#### [WHAT TO DO]
Below is a block of records; repeat all of them exactly.

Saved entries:
○ ○ ○

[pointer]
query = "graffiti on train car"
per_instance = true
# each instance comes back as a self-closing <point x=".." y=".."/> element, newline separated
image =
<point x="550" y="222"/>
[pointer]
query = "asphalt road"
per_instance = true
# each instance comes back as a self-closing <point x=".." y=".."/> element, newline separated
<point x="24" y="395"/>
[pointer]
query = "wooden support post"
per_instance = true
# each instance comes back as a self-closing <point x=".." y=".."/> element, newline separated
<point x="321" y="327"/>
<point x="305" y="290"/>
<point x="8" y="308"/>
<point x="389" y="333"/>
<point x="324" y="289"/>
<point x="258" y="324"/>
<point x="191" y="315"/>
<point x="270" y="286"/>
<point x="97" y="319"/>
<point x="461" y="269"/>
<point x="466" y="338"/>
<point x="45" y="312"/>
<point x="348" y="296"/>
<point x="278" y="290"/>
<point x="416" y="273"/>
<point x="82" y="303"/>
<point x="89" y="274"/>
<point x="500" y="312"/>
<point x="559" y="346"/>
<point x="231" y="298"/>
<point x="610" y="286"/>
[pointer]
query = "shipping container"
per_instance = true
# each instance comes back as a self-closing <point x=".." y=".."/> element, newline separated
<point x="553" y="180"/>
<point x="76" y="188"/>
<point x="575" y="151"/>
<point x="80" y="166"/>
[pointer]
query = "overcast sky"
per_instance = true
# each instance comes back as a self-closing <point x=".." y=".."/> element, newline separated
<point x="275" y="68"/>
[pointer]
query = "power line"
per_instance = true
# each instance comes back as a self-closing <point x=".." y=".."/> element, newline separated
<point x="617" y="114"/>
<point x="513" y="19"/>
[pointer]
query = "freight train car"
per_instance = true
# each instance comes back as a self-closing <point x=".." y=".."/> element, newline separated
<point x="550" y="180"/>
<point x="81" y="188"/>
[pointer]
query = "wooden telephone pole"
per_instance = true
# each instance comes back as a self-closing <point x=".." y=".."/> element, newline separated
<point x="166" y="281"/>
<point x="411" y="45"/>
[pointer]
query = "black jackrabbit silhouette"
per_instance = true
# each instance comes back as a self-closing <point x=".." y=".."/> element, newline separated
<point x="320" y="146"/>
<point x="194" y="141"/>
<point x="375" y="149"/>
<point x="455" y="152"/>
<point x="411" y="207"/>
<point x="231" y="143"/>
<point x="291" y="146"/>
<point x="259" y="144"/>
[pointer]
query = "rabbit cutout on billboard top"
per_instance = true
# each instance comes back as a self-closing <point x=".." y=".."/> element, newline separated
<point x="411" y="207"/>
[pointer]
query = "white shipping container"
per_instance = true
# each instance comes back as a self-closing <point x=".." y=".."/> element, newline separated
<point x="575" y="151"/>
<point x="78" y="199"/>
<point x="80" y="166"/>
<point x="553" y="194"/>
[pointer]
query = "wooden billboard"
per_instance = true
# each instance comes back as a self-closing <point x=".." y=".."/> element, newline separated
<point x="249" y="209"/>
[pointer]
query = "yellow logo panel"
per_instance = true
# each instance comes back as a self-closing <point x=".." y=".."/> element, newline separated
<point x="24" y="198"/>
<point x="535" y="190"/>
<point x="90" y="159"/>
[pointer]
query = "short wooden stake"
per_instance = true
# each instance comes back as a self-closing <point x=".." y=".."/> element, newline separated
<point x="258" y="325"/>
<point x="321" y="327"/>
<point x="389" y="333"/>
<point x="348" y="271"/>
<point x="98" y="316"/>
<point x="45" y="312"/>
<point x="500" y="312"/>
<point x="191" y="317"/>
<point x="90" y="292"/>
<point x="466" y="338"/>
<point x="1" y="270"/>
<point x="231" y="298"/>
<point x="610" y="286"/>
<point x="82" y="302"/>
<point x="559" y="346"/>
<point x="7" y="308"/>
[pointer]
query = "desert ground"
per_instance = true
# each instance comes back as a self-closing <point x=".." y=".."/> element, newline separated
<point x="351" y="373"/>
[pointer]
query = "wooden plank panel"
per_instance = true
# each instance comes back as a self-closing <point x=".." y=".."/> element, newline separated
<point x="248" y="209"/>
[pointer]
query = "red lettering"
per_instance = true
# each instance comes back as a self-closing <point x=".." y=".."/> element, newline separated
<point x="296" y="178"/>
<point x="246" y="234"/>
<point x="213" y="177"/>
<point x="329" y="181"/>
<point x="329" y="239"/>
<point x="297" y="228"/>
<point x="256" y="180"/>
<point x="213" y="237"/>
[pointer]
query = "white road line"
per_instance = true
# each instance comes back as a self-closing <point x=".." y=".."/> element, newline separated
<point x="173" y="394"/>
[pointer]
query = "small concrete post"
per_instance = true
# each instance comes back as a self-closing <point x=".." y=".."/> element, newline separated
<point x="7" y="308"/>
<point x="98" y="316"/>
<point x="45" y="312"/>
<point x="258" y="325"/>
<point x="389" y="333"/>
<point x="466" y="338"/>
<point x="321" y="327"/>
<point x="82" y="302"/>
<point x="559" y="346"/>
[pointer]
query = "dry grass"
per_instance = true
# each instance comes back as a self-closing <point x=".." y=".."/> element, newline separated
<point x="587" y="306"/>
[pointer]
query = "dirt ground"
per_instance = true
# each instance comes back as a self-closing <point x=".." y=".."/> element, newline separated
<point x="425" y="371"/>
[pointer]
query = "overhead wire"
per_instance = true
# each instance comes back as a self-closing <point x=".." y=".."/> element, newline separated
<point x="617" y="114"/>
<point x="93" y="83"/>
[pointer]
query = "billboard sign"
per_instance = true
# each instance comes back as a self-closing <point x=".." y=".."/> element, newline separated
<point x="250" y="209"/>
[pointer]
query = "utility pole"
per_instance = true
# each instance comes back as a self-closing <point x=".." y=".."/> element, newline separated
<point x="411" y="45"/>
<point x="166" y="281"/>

○ ○ ○

#### [REPLY TO THE EXERCISE]
[pointer]
query = "graffiti on train car"
per_instance = true
# each instance comes back as a self-closing <point x=".." y=".."/> element, newline separated
image =
<point x="550" y="222"/>
[pointer]
query = "asphalt road"
per_instance = true
# each instance comes back as a self-closing <point x=".." y=".."/> element, newline separated
<point x="24" y="395"/>
[pointer]
query = "wooden support post"
per_instance = true
# each instance comes back as a self-closing <point x=".." y=".."/> element, newline separated
<point x="321" y="327"/>
<point x="305" y="290"/>
<point x="8" y="308"/>
<point x="389" y="333"/>
<point x="324" y="289"/>
<point x="258" y="324"/>
<point x="191" y="315"/>
<point x="270" y="286"/>
<point x="97" y="319"/>
<point x="461" y="269"/>
<point x="466" y="338"/>
<point x="45" y="312"/>
<point x="348" y="296"/>
<point x="278" y="290"/>
<point x="416" y="273"/>
<point x="82" y="303"/>
<point x="89" y="274"/>
<point x="500" y="312"/>
<point x="559" y="346"/>
<point x="231" y="298"/>
<point x="610" y="286"/>
[pointer]
query = "shipping container"
per_instance = true
# each instance comes back as a self-closing <point x=".." y=".."/> element, newline separated
<point x="553" y="180"/>
<point x="76" y="188"/>
<point x="575" y="151"/>
<point x="80" y="166"/>
[pointer]
query = "overcast sky"
per_instance = true
# each instance comes back as a self-closing <point x=".." y=".."/> element, newline separated
<point x="275" y="68"/>
[pointer]
query = "power line"
per_instance = true
# each instance comes back as a self-closing <point x=".." y=".."/> element, newline separated
<point x="617" y="114"/>
<point x="513" y="19"/>
[pointer]
query = "freight train car"
per_instance = true
# each instance comes back as a self-closing <point x=".." y=".."/> element, newline separated
<point x="550" y="180"/>
<point x="81" y="188"/>
[pointer]
query = "wooden telephone pole"
per_instance = true
# each instance comes back as a self-closing <point x=".." y=".."/> element, newline separated
<point x="166" y="281"/>
<point x="411" y="45"/>
[pointer]
query = "black jackrabbit silhouette"
per_instance = true
# each instance comes back as a self-closing <point x=".." y=".."/> element, newline separated
<point x="320" y="146"/>
<point x="194" y="141"/>
<point x="375" y="149"/>
<point x="455" y="152"/>
<point x="411" y="207"/>
<point x="231" y="143"/>
<point x="291" y="146"/>
<point x="259" y="144"/>
[pointer]
query = "rabbit cutout on billboard top"
per_instance = true
# each instance comes back as a self-closing <point x=".." y=".."/> element, newline separated
<point x="411" y="207"/>
[pointer]
query = "white shipping container"
per_instance = true
# each instance comes back as a self-closing <point x=".." y=".."/> element, newline separated
<point x="575" y="151"/>
<point x="78" y="199"/>
<point x="80" y="166"/>
<point x="553" y="194"/>
[pointer]
query = "wooden billboard"
per_instance = true
# each instance comes back as a self-closing <point x=".." y=".."/> element, newline separated
<point x="249" y="209"/>
[pointer]
query = "yellow logo panel"
per_instance = true
# each instance comes back as a self-closing <point x=".." y=".."/> element, newline separated
<point x="24" y="198"/>
<point x="535" y="190"/>
<point x="90" y="159"/>
[pointer]
query = "short wooden stake"
per_instance = true
# each instance comes back as a self-closing <point x=".." y=".."/> element, newline separated
<point x="258" y="325"/>
<point x="321" y="327"/>
<point x="389" y="333"/>
<point x="348" y="271"/>
<point x="98" y="316"/>
<point x="45" y="312"/>
<point x="500" y="312"/>
<point x="191" y="317"/>
<point x="90" y="292"/>
<point x="466" y="338"/>
<point x="1" y="270"/>
<point x="231" y="298"/>
<point x="610" y="286"/>
<point x="82" y="302"/>
<point x="559" y="346"/>
<point x="7" y="308"/>
[pointer]
query = "desert ground"
per_instance = true
# each instance comes back as a self-closing <point x=".." y=".."/> element, newline separated
<point x="351" y="373"/>
[pointer]
query = "wooden plank panel"
per_instance = true
# each instance comes back as a self-closing <point x=".." y=".."/> element, newline separated
<point x="248" y="209"/>
[pointer]
query = "red lettering"
per_instance = true
# each instance comes back as a self-closing <point x=".." y=".."/> element, newline separated
<point x="296" y="178"/>
<point x="246" y="234"/>
<point x="213" y="177"/>
<point x="329" y="181"/>
<point x="329" y="239"/>
<point x="297" y="228"/>
<point x="256" y="180"/>
<point x="213" y="237"/>
[pointer]
query = "white road line"
per_instance = true
# each instance comes back as a self-closing <point x=".." y=".."/> element, newline separated
<point x="173" y="394"/>
[pointer]
query = "small concrete post"
per_instance = true
# each instance comes back as a self-closing <point x=".." y=".."/> element, newline separated
<point x="7" y="308"/>
<point x="98" y="316"/>
<point x="45" y="312"/>
<point x="258" y="325"/>
<point x="389" y="333"/>
<point x="466" y="338"/>
<point x="321" y="327"/>
<point x="82" y="302"/>
<point x="559" y="346"/>
[pointer]
query = "dry grass"
per_instance = true
# each instance comes back as a self-closing <point x=".." y=".."/> element, newline separated
<point x="587" y="306"/>
[pointer]
query = "dirt ground"
per_instance = true
# each instance comes back as a self-closing <point x=".." y=".."/> element, newline separated
<point x="425" y="371"/>
[pointer]
query = "overhead wire"
per_instance = true
# each instance comes back as a self-closing <point x=".." y=".."/> element, newline separated
<point x="617" y="114"/>
<point x="93" y="83"/>
[pointer]
query = "billboard sign"
per_instance = true
# each instance comes back as a self-closing <point x=".." y=".."/> element, newline separated
<point x="250" y="209"/>
[pointer]
query = "utility pole"
per_instance = true
# each instance comes back as a self-closing <point x=".." y=".."/> element, newline separated
<point x="411" y="45"/>
<point x="166" y="281"/>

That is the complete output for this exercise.